Читаем Лоскутная философия (СИ) полностью

Что нам Растрелли, Данте и Глинка? Что они требуют? Сверхъперцепции. Ведь параметры чувств и мыслей в высшем Искусстве - это не куцость, коей дрянь урез'aла нас, добиваясь, скорей всего, чтоб ментальные и иные способности скисли и чтоб какой-нибудь плоский пакостный шлягер выглядел истиной, а воздействие горнего нас вгоняло бы в ступор и представлялось оторванным от нужд жизни, стылым, бессмысленным и пугающим. Так от грома мы прячемся, кроя темя руками.

То есть Искусство - зов изначального, степень рая, где мы могли вмещать сверх-аффекты. Бог сотворил нас под образ Свой - но мы влезли в щель меж "добром" и "злом", где тупели, слепли и глохли собственной волей и упростились, так что "тра-ля" теперь лучше Моцарта. Не снесли мы безмерного. Но с Искусством тщимся опять к богам.

Выше крылья! Гор'e сердца!


221

Нам выносят мозг детективами, научая победам в "истинном и единственном" мире, где предназначено, чтобы Зло вечно гнало Добро в виде Женского Тела (Денежного Мешка ли). Славный Герой же, ищущий правды, вынужден рыться в грязном белье, где, пачкаясь, вдруг находит Добро, естественно в виде Женского Тела (Денежного Мешка ли), кои он, вычистив, водружает на место и удаляется в благонравное, чуть брутальное пьянство - реминисцировать об утратах. Женское же роскошное Тело и Мешок Денег горестно плачут, ведать не ведая, что Герою кайф, в общем, лишь в садо-мазо. Суть детектива вся в Женском Теле и в Мешке Денег, что алчем с мыслями: у нас нет, у него, гада, есть они, но он медлит, гад, взять их и жить в довольстве! Вот должный образ "нравственной" мысли, "нравственной" ценностей.


222

Мы рождаемся с крыльями, а мораль обрывает их.

» **ПРЕДОСТАВЛЕННЫЕ СВЕДЕНИЯ**
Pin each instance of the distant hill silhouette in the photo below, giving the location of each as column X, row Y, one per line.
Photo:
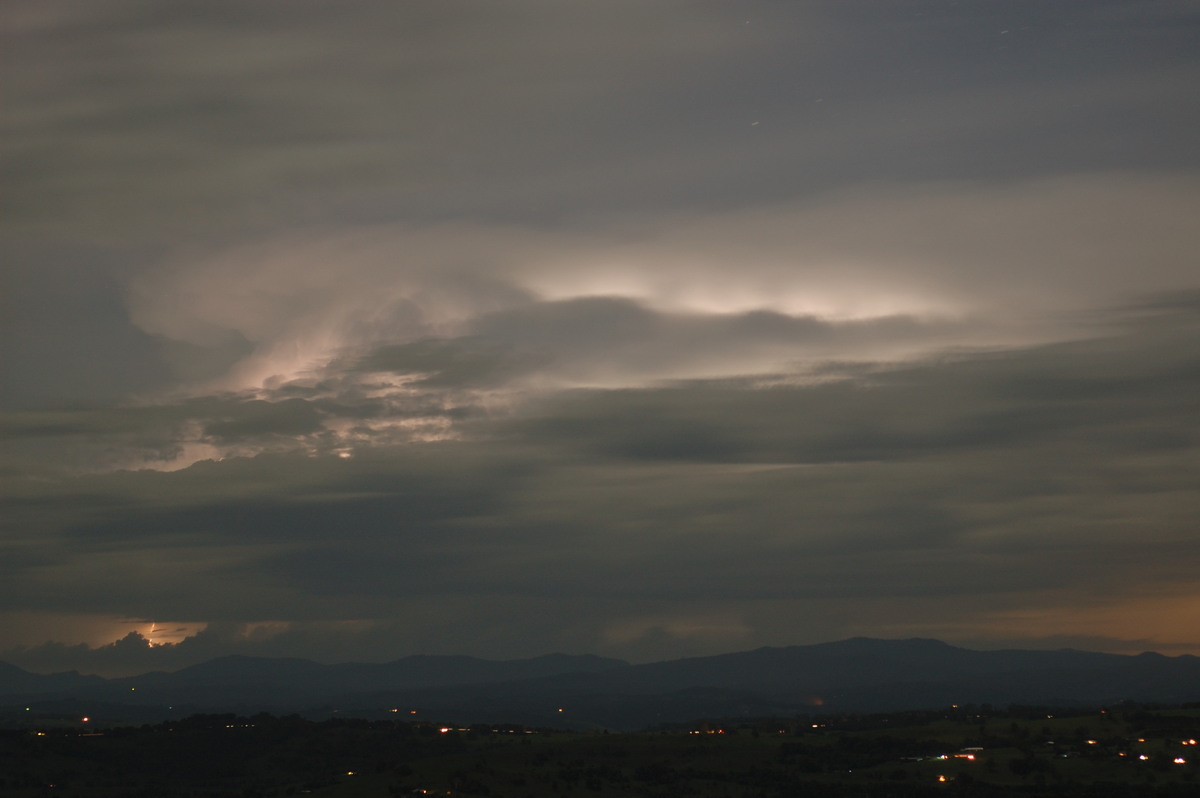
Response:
column 858, row 675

» **ПОСТАВЛЕННАЯ ЗАДАЧА**
Пожалуйста, дословно выпишите из фрагмента текста отрывок от «Нам выносят мозг» до «мораль обрывает их.» включительно. Строки здесь не понадобятся.

» **РЕЗУЛЬТАТ ВЫПОЛНЕНИЯ**
Нам выносят мозг детективами, научая победам в "истинном и единственном" мире, где предназначено, чтобы Зло вечно гнало Добро в виде Женского Тела (Денежного Мешка ли). Славный Герой же, ищущий правды, вынужден рыться в грязном белье, где, пачкаясь, вдруг находит Добро, естественно в виде Женского Тела (Денежного Мешка ли), кои он, вычистив, водружает на место и удаляется в благонравное, чуть брутальное пьянство - реминисцировать об утратах. Женское же роскошное Тело и Мешок Денег горестно плачут, ведать не ведая, что Герою кайф, в общем, лишь в садо-мазо. Суть детектива вся в Женском Теле и в Мешке Денег, что алчем с мыслями: у нас нет, у него, гада, есть они, но он медлит, гад, взять их и жить в довольстве! Вот должный образ "нравственной" мысли, "нравственной" ценностей.


222

Мы рождаемся с крыльями, а мораль обрывает их.